== Segment start ==
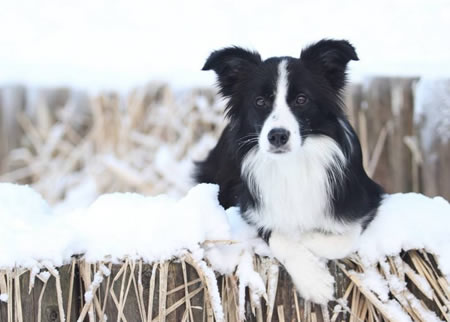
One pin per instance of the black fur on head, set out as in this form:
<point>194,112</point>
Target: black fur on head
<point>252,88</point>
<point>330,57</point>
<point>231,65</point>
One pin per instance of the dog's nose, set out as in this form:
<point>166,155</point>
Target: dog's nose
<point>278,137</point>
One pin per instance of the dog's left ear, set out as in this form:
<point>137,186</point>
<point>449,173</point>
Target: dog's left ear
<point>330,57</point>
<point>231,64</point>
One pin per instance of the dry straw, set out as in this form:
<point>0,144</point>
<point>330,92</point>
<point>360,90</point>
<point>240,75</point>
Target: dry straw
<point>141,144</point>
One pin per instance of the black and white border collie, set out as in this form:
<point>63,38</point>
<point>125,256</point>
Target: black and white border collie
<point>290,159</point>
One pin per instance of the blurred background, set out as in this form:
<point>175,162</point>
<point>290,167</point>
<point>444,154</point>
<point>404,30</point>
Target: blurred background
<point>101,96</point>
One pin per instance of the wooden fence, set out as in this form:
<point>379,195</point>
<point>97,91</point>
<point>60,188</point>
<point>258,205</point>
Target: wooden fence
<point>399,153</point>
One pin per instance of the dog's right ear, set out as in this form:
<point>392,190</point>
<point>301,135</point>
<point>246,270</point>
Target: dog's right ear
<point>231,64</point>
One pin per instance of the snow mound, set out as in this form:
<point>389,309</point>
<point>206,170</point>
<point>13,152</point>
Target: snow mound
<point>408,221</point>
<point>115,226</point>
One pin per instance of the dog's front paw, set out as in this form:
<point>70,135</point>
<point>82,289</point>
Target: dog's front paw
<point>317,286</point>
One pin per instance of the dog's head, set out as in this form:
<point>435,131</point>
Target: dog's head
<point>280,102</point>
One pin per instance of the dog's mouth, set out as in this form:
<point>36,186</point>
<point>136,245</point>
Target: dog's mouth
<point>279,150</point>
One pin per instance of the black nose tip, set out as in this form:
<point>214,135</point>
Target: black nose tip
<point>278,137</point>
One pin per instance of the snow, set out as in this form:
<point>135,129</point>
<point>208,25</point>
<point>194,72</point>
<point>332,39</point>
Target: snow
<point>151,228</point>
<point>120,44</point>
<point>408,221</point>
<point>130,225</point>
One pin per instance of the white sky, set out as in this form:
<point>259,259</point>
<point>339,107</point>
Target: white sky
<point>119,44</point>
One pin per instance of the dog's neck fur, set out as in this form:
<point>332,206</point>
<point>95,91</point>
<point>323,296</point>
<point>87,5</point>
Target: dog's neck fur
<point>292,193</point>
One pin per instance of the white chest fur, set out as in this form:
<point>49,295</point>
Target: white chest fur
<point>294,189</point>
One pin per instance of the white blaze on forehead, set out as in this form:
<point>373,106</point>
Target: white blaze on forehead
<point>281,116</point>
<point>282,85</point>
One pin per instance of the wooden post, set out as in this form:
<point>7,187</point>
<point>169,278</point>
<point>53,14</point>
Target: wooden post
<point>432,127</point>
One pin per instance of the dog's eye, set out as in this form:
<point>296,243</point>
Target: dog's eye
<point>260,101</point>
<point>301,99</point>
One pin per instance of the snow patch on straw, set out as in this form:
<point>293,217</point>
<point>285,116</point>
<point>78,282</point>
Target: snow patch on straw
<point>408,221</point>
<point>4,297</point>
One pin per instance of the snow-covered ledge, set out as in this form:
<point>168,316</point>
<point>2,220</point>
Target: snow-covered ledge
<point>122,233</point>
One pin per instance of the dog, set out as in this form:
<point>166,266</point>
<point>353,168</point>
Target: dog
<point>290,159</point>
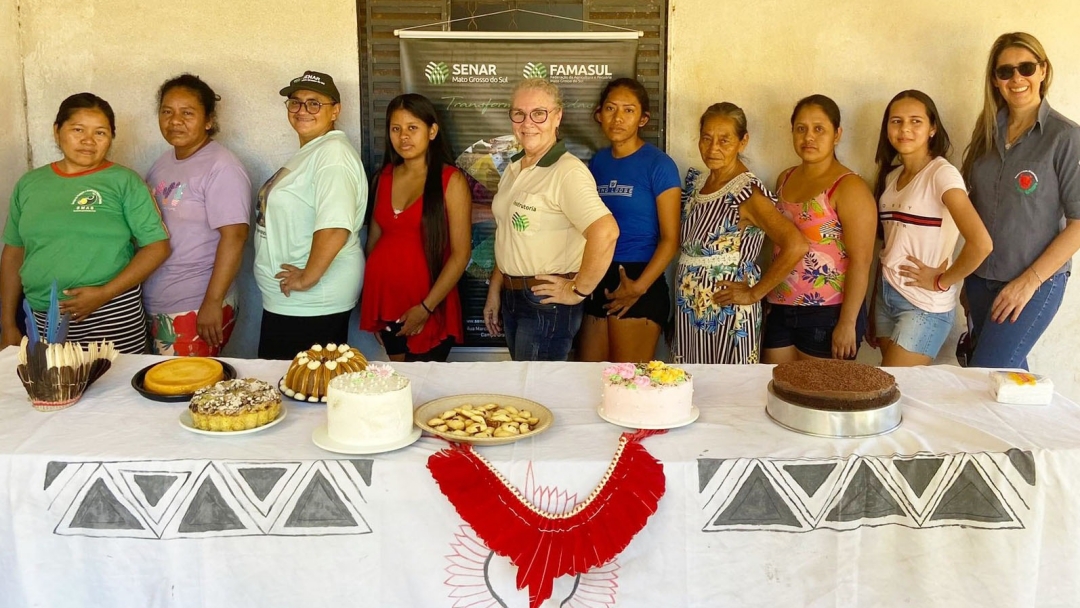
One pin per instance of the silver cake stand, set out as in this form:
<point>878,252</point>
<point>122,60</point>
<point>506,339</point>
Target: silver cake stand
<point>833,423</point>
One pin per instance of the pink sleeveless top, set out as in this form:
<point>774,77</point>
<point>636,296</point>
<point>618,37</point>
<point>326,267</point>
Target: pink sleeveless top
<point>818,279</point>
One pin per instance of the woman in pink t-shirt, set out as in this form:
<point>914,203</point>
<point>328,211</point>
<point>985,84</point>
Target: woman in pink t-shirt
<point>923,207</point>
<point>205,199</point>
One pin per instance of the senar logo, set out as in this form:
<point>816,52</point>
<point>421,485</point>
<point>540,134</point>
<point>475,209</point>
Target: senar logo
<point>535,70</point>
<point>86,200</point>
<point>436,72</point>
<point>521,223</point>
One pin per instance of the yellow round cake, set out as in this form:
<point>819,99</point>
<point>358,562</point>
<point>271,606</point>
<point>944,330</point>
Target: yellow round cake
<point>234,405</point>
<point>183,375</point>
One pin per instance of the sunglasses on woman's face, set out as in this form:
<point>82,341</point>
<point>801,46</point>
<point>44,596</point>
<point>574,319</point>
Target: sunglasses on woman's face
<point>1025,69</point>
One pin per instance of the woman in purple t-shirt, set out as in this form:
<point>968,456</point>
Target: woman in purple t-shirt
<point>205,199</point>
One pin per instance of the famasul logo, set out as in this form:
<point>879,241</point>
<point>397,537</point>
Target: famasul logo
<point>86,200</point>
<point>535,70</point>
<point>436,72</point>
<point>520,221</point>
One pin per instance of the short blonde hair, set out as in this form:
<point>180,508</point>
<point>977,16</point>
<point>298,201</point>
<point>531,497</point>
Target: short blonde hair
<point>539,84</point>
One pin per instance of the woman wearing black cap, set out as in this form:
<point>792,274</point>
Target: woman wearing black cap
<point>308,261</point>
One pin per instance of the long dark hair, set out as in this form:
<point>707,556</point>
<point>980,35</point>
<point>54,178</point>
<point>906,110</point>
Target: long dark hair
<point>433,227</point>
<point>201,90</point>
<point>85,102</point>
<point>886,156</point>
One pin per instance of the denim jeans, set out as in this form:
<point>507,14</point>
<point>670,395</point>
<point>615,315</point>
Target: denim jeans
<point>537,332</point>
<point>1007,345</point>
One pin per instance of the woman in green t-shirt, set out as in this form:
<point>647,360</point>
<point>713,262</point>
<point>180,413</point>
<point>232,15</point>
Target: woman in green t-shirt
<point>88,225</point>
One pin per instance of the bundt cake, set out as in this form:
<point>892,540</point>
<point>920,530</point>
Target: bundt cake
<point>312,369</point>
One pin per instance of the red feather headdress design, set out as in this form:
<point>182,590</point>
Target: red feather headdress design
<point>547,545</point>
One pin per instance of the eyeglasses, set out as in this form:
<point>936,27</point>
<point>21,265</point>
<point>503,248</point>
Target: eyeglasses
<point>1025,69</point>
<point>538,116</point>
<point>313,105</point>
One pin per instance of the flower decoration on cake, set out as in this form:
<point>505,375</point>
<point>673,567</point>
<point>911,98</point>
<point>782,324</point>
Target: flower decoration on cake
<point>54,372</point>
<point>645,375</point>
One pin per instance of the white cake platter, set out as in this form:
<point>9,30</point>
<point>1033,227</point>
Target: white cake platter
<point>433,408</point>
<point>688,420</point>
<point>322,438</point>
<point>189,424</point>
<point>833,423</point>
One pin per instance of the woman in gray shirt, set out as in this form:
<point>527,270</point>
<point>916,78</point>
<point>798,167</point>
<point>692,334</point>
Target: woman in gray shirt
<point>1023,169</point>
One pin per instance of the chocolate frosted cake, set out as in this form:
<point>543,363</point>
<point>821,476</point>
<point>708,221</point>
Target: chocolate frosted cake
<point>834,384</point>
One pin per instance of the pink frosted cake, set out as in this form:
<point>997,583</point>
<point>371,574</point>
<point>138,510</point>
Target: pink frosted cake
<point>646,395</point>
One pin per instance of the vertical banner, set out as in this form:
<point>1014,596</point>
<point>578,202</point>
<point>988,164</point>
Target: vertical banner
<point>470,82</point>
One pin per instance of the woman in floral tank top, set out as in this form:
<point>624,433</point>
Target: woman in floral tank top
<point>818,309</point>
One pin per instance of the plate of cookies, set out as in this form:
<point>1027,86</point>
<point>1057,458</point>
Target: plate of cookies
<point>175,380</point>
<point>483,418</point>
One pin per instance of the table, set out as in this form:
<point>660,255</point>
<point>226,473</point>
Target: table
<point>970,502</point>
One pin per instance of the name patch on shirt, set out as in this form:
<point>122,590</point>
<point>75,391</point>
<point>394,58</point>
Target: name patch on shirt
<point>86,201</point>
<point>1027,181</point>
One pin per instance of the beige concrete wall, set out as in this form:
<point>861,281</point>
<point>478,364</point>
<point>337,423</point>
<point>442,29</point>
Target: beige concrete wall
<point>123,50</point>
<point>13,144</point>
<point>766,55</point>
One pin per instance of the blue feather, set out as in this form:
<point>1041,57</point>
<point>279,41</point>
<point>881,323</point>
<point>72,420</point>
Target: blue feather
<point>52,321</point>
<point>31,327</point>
== Segment end ==
Action item: Everything from the line with "<point>180,413</point>" through the line with "<point>138,510</point>" in the listing above must be retyped exactly, with nothing added.

Exercise solution:
<point>180,413</point>
<point>232,15</point>
Target: woman in green t-shirt
<point>88,225</point>
One pin per instance of the bundt cake, set out as in this form:
<point>892,540</point>
<point>920,530</point>
Target: bundt cake
<point>312,369</point>
One pin per instance of the red feather headdress design, set out as in this form:
<point>182,590</point>
Target: red feather headdress design
<point>547,545</point>
One pin per instance of the eyeglasses, set out as in this form:
<point>936,27</point>
<point>21,265</point>
<point>503,248</point>
Target: eyeglasses
<point>1025,69</point>
<point>538,116</point>
<point>313,105</point>
One pin per instance of the flower decoration on cake, set out as in this form:
<point>505,375</point>
<point>673,567</point>
<point>911,98</point>
<point>782,324</point>
Target: flower decoration on cake
<point>54,372</point>
<point>645,375</point>
One pin per instance of the white cake platter, set out as in this form:
<point>9,30</point>
<point>1033,227</point>
Target: white cake platter
<point>433,408</point>
<point>688,420</point>
<point>322,438</point>
<point>189,424</point>
<point>833,423</point>
One pin per instance of the woman in gray shirt, set out as in this form:
<point>527,270</point>
<point>916,78</point>
<point>798,167</point>
<point>692,334</point>
Target: woman in gray shirt
<point>1023,169</point>
One pin per instance of the chocolate frosted cake, set out as in this form:
<point>543,363</point>
<point>821,476</point>
<point>708,221</point>
Target: chocolate frosted cake
<point>834,384</point>
One pin per instance of the pink frosted cake, set out as in this form:
<point>997,583</point>
<point>371,574</point>
<point>138,510</point>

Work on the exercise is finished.